What to work on
(A) In the article about the flagpole project, rewrite the paragraph beginning "To become an Eagle Scout" as a bulleted list that keeps all of its requirements.
(B) Reproduce the passage of the flagpole article that begins at the words "Eickschen organized a" and ends after the words "to the pole.".

Excerpt provided
-- BEGIN --

DELANO, MN – When Mayer Lutheran High School sophomore Nick Eickschen spotted the ramshackle flagpole at his church, St. Peter Lutheran near Watertown, he saw an appealing Eagle Scout project opportunity.

“I suggested it to the church, and they said, ‘go for it,’” recalled Eickschen, a member of Delano Boy Scout Troop 273.

Eickschen organized a crew of volunteers to help install a new 30-foot flagpole, 6-by-10-foot flag, and concrete base.

Combined, they spent 150 hours on the project, which included water and electrical work leading to the pole.

The new flag is about 50 feet from the site of the old flag, which was removed as part of the project.

“It had concrete footings, so we had to use a Bobcat to pull it out,” Eickschen said.

Compared to the old flagpole, the new one is “about 5 feet taller and a lot more heavy-duty,” he added.

Eickschen began the project in late July, and completed it Sept. 20.

“A lot of people from church helped,” he said, adding that his father, Kurt, volunteers as a property manager at church.

Kurt is also the scoutmaster for Eickschen’s Boy Scout Troop.

Eickschen has been involved in Scouting in Delano since he was in kindergarten or first grade. He lives in rural Maple Plain, and Boy Scouts has been a way for him to stay in touch with friends from the Delano area.

Camping trips were among his most memorable experiences in Scouting, and he also enjoyed completing merit badges.

In addition to Boy Scouts, Eickschen is on Mayer Lutheran High School’s football and basketball teams.

Because he’s busy with school activities, Eickschen chose to start his project in the summer.

He received a $200 discount on the flagpole, and also got a reduced price on five tons of sand for the base. The stamped and colored concrete was also offered at a lower cost, because it was leftover material.

“It all looks really nice,” Eickschen said.

This was Eickschen’s first landscaping experience, and he said the difficulty level of the project “went in phases.”

“Some parts were really hard,” he said, adding that he is grateful for everyone who assisted with the work.

At 15, Eickschen is two years younger than the average age (17) of boys who become Eagle Scouts.

Eagle Scout is the highest advancement rank in Boy Scouting, and requires a great deal of dedication and determination. In 2010, about 5 percent of all Boy Scouts earned Eagle Scout status, according to the Boy Scouts of America website.

To become an Eagle Scout, a Boy Scout must advance through the ranks, complete 21 merit badges, serve six months in a troop leadership position, take part in a scoutmaster conference, and successfully complete an Eagle Scout board of review.

Perhaps the most visible requirement is the service project, which involves planning, development, and leadership of a project that benefits a religious organization, school, or community.

-- END --

Supplied information

-- BEGIN --

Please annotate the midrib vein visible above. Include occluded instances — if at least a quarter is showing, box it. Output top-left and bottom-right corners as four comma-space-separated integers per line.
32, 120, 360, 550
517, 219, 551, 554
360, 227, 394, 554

-- END --

Exercise answers
(A)
To become an Eagle Scout, a Boy Scout must:
- advance through the ranks
- complete 21 merit badges
- serve six months in a troop leadership position
- take part in a scoutmaster conference
- successfully complete an Eagle Scout board of review

(B)
Eickschen organized a crew of volunteers to help install a new 30-foot flagpole, 6-by-10-foot flag, and concrete base.

Combined, they spent 150 hours on the project, which included water and electrical work leading to the pole.